PROBLEM REQUIREMENTS: Tally the lines below that contain the string "forest", with case counting, and give only the number.

Records from a point labeling set:

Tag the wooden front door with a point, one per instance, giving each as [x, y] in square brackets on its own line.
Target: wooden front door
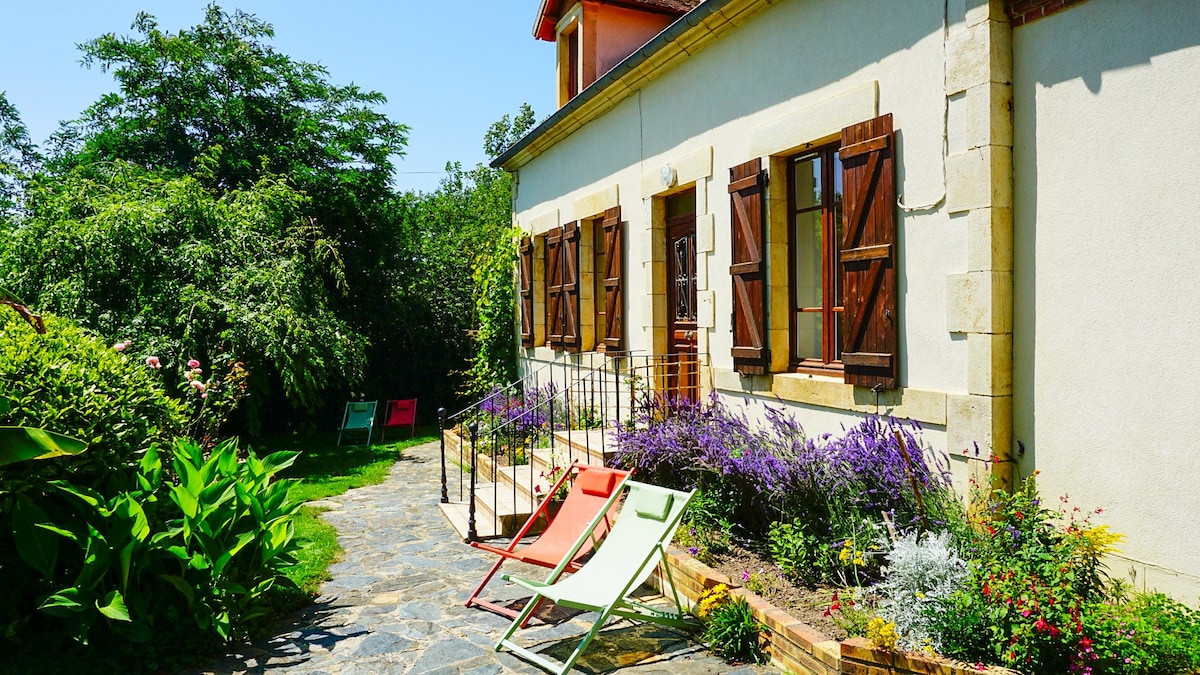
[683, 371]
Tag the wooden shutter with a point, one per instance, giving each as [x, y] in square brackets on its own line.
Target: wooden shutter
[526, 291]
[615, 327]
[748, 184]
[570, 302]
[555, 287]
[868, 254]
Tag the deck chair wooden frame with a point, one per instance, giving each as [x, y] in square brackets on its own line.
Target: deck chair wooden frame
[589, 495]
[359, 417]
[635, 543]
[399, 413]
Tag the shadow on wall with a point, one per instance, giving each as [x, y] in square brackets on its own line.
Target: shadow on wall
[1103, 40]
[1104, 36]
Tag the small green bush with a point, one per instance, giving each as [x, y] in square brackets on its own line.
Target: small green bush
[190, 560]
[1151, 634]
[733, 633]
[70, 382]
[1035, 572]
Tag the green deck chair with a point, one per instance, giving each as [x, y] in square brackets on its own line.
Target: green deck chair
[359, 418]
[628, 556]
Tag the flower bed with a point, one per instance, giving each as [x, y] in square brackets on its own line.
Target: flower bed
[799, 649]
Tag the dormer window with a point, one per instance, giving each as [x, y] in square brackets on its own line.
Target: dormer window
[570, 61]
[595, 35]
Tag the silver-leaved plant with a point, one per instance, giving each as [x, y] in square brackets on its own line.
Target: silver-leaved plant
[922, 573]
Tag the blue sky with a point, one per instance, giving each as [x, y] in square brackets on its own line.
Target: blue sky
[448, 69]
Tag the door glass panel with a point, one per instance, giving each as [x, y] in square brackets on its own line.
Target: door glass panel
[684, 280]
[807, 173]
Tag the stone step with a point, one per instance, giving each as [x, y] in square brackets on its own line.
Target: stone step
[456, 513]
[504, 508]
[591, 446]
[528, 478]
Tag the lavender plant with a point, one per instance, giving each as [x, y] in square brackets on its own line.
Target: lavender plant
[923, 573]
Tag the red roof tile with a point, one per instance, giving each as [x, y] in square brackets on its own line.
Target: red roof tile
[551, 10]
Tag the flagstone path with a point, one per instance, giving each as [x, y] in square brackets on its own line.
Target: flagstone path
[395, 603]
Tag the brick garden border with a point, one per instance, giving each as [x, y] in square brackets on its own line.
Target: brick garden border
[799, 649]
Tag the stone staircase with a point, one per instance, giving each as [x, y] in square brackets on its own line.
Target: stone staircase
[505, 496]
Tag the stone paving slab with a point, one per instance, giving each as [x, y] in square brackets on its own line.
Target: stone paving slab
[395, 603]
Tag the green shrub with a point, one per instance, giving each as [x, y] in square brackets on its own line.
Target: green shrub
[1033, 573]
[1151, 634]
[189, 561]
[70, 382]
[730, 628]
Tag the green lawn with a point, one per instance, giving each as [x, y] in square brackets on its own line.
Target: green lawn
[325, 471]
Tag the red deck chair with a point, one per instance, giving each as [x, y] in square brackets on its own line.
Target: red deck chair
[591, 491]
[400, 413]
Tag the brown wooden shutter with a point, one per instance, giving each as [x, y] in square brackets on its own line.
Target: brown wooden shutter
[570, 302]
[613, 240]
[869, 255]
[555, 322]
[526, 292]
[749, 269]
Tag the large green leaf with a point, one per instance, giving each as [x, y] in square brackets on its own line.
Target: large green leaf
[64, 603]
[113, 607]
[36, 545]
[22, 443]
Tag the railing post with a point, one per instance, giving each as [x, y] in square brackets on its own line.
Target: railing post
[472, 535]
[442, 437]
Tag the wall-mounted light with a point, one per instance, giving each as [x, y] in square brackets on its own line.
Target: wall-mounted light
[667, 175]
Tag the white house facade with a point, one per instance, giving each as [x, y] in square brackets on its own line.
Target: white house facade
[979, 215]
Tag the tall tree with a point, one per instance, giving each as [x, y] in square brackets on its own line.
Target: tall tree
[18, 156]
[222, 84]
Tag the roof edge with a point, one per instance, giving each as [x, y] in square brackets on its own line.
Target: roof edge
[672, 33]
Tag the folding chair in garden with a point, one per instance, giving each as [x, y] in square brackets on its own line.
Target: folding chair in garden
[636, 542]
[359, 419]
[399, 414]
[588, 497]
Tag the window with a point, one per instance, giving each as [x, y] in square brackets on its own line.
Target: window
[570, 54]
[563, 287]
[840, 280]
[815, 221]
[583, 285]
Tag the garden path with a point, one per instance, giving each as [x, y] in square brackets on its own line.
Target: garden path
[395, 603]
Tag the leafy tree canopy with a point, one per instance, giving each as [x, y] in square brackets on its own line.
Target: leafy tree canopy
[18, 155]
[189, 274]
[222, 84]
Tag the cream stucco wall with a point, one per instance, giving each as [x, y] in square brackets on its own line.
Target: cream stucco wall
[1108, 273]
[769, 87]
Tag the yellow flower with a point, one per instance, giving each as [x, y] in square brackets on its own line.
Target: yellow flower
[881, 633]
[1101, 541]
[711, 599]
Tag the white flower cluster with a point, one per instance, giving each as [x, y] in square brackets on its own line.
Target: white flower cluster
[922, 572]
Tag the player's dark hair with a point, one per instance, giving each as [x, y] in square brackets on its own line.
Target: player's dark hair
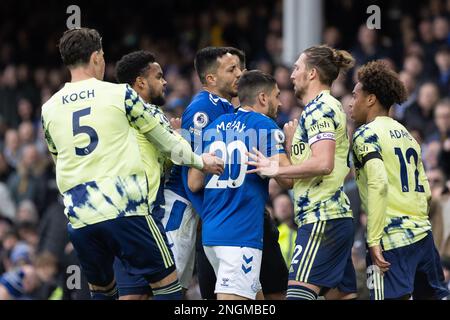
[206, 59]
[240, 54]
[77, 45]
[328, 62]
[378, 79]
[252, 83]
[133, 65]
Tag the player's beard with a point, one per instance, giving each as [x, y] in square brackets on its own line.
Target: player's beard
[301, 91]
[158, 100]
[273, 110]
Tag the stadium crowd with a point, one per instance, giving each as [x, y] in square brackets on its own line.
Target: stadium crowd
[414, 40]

...

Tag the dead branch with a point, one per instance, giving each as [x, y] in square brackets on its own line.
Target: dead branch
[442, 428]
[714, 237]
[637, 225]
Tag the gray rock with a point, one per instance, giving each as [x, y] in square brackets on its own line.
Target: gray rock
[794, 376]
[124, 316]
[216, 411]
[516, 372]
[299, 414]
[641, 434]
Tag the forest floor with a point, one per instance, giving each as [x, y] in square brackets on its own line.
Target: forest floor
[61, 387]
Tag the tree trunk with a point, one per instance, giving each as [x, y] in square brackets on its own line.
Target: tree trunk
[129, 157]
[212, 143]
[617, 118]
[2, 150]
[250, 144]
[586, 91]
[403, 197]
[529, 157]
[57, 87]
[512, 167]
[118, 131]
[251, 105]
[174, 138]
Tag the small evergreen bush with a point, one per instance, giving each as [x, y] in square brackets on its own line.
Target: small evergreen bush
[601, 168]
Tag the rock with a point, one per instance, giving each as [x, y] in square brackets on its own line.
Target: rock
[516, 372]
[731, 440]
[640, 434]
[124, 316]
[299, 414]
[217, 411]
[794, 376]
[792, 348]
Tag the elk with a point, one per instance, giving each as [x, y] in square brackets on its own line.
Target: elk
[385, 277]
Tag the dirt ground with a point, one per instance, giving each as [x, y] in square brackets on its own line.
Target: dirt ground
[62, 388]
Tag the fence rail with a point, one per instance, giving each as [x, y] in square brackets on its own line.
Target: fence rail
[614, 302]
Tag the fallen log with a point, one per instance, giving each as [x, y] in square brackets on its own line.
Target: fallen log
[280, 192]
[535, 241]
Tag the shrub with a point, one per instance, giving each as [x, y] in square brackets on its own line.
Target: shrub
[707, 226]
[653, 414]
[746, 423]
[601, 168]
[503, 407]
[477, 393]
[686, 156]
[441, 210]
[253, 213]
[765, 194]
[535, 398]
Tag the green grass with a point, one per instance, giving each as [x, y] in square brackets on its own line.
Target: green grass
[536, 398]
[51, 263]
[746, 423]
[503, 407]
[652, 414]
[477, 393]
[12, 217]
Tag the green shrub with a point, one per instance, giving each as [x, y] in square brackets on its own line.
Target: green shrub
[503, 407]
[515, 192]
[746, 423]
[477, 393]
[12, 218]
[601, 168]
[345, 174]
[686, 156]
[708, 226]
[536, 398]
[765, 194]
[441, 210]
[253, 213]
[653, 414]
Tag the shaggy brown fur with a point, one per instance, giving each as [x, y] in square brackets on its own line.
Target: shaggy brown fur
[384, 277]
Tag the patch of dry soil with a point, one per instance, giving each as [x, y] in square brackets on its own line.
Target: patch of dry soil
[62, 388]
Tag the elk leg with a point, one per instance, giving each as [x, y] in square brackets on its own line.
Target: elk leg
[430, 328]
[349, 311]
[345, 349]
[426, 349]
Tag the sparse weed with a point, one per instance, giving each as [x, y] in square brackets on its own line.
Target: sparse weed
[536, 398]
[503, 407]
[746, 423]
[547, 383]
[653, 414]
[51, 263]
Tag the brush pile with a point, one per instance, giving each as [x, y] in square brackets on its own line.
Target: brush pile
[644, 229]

SOLUTION: 2